Write out, please, the line containing "knee in the photo above." together with all lines after it, up to and including the last one, with no other output.

■ Data excerpts:
┌──
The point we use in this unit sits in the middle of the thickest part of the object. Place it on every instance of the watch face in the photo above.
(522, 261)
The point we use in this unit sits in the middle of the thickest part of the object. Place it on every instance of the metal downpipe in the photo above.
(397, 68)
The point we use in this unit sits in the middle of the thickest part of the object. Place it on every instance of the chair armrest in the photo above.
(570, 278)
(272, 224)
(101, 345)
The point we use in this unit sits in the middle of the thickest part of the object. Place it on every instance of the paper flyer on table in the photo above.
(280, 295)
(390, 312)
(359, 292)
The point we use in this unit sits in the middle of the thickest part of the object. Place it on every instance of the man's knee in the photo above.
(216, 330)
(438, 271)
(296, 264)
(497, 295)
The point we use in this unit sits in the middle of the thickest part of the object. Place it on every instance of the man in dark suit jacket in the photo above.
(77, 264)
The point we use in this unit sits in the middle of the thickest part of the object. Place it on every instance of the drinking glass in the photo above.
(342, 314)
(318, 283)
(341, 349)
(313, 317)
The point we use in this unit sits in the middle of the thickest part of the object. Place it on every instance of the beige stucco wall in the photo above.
└──
■ Solution to this exercise:
The point we use in this unit sits in the middle of the thickest part of the object. Place it on every instance of the man's knee in the photo above.
(216, 330)
(438, 271)
(296, 264)
(497, 295)
The point we use in this unit sits in the middle of the thickest part of the object. Place it on every instance of the man in dark suit jacket in the photo above.
(77, 264)
The point we use in this unit sits in the middle of the thickest part of the object. Place it on every instance of the drinking glass in the photo above.
(342, 314)
(318, 283)
(341, 349)
(313, 317)
The point we use in this unit sits in the middle of the thickest part of the object. Place it on every instance of the beige stucco wall in the photo above.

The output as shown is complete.